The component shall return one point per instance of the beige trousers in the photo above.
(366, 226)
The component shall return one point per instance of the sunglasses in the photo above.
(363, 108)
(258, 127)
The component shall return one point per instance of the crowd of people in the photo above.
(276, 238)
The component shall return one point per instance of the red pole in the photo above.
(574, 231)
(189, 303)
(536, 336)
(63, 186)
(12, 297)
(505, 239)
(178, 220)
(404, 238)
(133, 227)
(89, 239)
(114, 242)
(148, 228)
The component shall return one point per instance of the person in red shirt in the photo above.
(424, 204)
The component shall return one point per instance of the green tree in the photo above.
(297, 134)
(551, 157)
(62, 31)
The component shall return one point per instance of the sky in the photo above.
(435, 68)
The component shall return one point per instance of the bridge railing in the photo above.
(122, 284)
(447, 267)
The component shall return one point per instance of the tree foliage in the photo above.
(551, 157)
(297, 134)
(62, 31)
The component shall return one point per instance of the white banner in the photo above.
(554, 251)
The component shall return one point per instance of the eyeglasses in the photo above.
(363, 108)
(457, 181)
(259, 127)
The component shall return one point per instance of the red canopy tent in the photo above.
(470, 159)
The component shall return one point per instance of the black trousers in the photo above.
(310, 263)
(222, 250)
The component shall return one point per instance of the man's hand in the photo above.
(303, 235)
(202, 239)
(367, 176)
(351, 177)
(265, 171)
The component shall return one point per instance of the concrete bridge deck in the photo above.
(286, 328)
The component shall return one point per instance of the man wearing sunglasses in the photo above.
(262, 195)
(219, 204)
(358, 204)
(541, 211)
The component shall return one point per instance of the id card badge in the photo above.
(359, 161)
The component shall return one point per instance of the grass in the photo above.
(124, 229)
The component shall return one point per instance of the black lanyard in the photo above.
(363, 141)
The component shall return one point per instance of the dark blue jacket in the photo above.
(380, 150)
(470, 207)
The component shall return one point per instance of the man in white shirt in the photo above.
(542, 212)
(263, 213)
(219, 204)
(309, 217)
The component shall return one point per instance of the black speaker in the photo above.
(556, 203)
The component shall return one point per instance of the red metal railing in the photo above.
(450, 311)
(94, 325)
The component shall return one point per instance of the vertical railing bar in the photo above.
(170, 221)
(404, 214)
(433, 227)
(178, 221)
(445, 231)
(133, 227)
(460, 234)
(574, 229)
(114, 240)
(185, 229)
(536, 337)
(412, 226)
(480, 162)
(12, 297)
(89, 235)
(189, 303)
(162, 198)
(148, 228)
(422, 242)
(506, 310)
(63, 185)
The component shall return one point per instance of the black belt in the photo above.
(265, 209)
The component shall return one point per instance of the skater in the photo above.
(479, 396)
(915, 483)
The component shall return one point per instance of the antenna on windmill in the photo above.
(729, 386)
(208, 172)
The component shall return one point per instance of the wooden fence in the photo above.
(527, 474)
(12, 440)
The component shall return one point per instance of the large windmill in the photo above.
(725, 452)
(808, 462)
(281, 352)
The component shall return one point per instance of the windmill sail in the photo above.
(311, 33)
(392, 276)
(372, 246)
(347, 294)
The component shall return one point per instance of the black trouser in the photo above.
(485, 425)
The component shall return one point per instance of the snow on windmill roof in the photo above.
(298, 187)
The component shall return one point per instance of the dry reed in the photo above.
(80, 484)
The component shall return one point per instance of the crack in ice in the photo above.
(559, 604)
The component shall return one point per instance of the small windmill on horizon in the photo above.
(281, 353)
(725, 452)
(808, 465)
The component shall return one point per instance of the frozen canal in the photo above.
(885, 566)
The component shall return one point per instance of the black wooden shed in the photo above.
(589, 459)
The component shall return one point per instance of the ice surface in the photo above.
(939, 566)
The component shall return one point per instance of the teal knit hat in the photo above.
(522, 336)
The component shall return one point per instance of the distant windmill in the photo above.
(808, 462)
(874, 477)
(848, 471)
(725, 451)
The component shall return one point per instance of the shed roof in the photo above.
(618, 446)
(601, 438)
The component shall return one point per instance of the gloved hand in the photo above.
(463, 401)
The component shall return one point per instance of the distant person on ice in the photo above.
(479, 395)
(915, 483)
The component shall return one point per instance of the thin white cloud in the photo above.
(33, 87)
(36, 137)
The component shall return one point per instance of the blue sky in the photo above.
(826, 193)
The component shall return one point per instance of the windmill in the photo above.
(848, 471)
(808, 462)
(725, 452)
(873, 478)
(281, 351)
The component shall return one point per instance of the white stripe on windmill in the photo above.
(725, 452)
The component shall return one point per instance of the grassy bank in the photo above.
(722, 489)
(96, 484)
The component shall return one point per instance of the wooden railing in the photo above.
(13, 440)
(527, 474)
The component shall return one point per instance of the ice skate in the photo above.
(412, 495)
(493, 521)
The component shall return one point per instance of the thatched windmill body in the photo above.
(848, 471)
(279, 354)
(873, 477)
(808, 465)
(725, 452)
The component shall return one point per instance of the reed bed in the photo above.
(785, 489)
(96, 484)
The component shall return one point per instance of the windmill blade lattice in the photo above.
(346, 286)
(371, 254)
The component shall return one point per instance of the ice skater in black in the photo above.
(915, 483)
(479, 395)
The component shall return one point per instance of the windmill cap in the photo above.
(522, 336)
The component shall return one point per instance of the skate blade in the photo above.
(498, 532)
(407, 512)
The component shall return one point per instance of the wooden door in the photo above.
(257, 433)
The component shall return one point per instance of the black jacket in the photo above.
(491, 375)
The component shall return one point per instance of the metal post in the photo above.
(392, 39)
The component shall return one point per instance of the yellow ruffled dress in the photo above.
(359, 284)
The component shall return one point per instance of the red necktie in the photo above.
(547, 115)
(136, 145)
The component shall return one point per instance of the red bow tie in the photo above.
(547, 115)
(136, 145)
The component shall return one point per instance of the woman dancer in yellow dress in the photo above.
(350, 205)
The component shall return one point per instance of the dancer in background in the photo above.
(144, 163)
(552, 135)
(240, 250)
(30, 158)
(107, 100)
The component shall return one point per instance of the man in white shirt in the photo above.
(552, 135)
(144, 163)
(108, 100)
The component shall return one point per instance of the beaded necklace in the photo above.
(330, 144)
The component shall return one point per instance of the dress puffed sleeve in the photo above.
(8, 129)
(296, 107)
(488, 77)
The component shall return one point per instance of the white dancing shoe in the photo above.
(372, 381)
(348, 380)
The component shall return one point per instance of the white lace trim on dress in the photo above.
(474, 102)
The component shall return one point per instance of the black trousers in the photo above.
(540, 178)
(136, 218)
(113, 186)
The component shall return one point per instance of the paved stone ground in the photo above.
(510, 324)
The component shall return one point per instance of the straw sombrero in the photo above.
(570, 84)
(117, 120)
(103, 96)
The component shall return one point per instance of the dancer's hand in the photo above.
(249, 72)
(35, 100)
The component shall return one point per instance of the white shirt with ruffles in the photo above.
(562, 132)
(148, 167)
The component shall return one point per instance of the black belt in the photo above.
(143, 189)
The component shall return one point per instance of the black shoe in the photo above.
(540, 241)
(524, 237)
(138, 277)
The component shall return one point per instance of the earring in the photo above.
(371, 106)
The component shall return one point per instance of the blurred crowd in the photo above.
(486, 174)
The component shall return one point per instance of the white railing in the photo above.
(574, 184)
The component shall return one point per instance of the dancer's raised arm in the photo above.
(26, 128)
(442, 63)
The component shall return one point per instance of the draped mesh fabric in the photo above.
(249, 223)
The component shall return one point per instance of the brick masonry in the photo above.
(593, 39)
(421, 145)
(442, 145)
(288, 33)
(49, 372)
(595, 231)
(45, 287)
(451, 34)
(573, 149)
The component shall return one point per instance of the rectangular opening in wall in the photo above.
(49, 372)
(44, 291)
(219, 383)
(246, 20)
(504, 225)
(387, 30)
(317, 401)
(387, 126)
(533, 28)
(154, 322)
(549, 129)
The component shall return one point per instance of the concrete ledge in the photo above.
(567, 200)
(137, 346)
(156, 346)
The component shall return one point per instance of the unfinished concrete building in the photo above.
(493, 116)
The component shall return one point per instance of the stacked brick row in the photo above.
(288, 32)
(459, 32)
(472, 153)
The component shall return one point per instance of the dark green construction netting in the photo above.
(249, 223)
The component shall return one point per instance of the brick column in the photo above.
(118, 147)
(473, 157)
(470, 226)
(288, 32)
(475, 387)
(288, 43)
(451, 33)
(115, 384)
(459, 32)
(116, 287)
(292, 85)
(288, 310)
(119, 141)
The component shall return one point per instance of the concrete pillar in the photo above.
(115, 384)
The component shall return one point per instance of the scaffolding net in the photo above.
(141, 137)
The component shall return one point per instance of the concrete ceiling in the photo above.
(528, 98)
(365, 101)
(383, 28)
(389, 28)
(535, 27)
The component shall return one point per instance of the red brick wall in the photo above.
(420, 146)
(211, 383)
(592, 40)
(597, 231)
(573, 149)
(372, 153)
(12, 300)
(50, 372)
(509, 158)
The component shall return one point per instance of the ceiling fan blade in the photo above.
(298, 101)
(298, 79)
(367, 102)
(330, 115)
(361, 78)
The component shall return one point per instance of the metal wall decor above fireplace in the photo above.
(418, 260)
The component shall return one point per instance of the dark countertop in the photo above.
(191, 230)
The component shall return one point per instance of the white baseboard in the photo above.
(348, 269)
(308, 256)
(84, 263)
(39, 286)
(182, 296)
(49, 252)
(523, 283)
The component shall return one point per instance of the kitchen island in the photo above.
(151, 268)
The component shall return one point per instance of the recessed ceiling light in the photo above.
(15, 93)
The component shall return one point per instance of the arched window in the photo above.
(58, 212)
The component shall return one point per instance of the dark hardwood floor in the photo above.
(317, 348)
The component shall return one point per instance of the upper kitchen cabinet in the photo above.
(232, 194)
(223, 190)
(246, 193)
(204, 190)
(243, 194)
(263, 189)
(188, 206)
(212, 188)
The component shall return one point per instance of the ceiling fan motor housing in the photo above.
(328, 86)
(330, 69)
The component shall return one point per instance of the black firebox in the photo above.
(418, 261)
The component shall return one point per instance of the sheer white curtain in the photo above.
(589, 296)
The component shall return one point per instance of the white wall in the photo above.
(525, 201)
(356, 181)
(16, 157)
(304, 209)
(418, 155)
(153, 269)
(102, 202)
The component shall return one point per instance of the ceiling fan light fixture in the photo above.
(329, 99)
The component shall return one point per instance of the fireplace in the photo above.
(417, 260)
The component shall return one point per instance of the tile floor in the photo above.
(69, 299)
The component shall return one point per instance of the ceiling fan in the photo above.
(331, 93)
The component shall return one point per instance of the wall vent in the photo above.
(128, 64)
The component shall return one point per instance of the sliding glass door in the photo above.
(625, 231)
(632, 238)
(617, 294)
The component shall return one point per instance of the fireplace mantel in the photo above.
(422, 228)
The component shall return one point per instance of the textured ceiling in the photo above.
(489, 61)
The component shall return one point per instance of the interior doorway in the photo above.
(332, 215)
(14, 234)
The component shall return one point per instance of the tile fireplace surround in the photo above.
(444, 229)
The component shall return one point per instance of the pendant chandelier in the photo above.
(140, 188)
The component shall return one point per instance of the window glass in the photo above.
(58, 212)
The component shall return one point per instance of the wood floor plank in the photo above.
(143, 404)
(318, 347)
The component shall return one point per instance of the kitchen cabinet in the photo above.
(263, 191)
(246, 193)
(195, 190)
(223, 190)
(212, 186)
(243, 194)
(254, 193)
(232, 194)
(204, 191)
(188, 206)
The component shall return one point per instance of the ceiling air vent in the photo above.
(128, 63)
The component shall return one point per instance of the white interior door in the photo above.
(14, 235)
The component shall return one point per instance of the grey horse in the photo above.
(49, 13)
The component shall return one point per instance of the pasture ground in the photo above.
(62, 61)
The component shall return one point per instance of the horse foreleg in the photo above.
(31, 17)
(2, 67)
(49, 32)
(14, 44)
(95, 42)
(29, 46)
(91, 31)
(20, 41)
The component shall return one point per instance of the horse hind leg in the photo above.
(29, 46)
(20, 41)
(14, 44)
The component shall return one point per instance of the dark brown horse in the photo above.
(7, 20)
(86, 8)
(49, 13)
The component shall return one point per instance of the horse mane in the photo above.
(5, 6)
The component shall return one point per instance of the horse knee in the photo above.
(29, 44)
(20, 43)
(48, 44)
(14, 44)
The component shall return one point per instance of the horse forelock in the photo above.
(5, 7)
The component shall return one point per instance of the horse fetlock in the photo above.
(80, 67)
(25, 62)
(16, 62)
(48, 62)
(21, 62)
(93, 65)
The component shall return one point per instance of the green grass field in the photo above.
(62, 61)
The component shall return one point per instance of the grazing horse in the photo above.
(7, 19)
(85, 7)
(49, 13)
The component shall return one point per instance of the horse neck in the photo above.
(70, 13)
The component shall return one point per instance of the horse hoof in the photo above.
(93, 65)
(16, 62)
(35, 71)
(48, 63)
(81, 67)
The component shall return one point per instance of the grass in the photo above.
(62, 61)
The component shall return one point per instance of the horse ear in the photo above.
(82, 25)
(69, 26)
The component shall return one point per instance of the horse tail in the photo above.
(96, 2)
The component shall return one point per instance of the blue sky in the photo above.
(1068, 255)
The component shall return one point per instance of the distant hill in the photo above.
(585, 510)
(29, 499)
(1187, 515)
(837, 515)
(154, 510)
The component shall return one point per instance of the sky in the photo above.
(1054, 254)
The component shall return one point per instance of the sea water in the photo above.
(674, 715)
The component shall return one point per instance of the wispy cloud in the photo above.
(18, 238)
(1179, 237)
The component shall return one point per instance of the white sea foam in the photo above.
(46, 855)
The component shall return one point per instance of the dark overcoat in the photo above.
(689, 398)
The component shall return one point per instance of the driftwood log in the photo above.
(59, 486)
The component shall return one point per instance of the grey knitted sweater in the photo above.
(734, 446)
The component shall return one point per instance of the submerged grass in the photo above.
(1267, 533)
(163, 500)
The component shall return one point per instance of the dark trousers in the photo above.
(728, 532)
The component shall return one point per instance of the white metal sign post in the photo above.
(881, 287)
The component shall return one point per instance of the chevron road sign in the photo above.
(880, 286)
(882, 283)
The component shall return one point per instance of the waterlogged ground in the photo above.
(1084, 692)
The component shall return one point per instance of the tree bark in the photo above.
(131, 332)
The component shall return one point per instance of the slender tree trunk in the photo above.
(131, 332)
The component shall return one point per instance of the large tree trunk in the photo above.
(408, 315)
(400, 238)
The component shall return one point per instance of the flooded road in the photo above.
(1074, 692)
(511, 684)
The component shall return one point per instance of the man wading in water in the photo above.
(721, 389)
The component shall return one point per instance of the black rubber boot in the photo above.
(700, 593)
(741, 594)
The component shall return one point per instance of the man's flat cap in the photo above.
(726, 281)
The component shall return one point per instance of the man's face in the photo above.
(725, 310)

--

YOUR GOAL:
Verbatim reproduction is required for the line holding "bark in the photo above." and for every line after it in the records, with no other line included.

TASK ANSWER:
The component shall return one point per instance of the tree bark in the photo above.
(131, 332)
The component shall return one point per instance of the slender tree trunk in the photo above.
(131, 332)
The component shall return one point per instance of the large tree trunk in the photo above.
(408, 315)
(400, 238)
The component shall return one point per instance of the flooded road in the photo above.
(1074, 692)
(511, 684)
The component shall return one point per instance of the man wading in water in the photo above.
(721, 389)
The component shall return one point per instance of the black rubber boot in the photo above.
(700, 593)
(741, 594)
The component shall return one point per instance of the man's flat cap in the photo above.
(726, 281)
The component shall return one point per instance of the man's face in the photo above.
(725, 310)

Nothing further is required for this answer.